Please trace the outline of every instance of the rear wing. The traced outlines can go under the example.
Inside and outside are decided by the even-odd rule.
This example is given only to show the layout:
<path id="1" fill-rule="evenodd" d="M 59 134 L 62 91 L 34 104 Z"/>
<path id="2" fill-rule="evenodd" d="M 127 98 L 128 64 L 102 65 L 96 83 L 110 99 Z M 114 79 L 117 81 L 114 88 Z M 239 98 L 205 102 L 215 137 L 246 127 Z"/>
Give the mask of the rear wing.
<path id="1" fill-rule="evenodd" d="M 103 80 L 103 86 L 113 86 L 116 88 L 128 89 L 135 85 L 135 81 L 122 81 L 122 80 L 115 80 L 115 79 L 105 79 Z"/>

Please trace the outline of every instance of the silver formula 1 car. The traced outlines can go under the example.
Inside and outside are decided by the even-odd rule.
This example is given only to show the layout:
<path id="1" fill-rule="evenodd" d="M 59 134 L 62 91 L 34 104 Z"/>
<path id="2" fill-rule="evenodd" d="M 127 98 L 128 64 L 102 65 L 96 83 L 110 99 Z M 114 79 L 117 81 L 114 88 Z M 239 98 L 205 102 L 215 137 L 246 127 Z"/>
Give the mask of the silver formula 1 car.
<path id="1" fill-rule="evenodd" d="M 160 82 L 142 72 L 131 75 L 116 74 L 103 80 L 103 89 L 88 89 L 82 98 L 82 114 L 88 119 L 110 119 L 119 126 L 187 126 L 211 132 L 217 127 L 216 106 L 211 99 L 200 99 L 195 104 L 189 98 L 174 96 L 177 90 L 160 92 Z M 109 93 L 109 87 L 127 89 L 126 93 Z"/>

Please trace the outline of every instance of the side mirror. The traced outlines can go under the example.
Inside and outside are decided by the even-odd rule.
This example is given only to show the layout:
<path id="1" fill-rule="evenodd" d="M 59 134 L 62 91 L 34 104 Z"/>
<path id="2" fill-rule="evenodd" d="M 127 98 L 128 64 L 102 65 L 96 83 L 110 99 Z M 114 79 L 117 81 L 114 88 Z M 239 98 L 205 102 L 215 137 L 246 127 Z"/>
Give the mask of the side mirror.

----

● WHAT YOU NEED TO DO
Copy out all of the data above line for line, with no changes.

● SOLUTION FOR THIS TASK
Please trace the outline of every instance of the rear wing. The traced outlines can go under the example.
Inside and outside are decided by the even-odd rule.
This example is given only to show the layout:
<path id="1" fill-rule="evenodd" d="M 59 134 L 62 91 L 34 104 Z"/>
<path id="2" fill-rule="evenodd" d="M 127 98 L 128 64 L 102 65 L 96 83 L 110 99 Z M 114 79 L 117 81 L 114 88 Z M 239 98 L 205 102 L 215 137 L 246 127 Z"/>
Give the mask of the rear wing.
<path id="1" fill-rule="evenodd" d="M 103 80 L 103 86 L 113 86 L 116 88 L 128 89 L 135 85 L 135 81 L 122 81 L 122 80 L 115 80 L 115 79 L 105 79 Z"/>

Please trace the outline of every instance of the silver formula 1 car. The traced outlines can go under the example.
Inside and outside are decided by the even-odd rule.
This example is given only to show the layout:
<path id="1" fill-rule="evenodd" d="M 59 134 L 62 91 L 34 104 Z"/>
<path id="2" fill-rule="evenodd" d="M 127 98 L 128 64 L 102 65 L 96 83 L 110 99 Z M 114 79 L 117 81 L 114 88 Z M 239 98 L 205 102 L 215 137 L 246 127 Z"/>
Give the mask of the silver formula 1 car.
<path id="1" fill-rule="evenodd" d="M 160 82 L 142 72 L 131 75 L 116 74 L 103 80 L 103 89 L 88 89 L 82 98 L 82 114 L 88 119 L 110 119 L 119 126 L 187 126 L 211 132 L 217 127 L 216 106 L 211 99 L 200 99 L 195 104 L 189 98 L 174 96 L 177 90 L 160 92 Z M 109 93 L 109 87 L 127 89 L 126 93 Z"/>

Please trace the outline of every instance of the side mirror. The traced outlines can go under the example.
Inside and outside are decided by the even-odd rule.
This example is given only to show the layout:
<path id="1" fill-rule="evenodd" d="M 59 134 L 62 91 L 34 104 Z"/>
<path id="2" fill-rule="evenodd" d="M 127 98 L 128 64 L 102 65 L 96 83 L 110 99 Z M 114 79 L 117 81 L 114 88 Z M 239 98 L 205 102 L 215 137 L 246 127 Z"/>
Give the mask of the side mirror.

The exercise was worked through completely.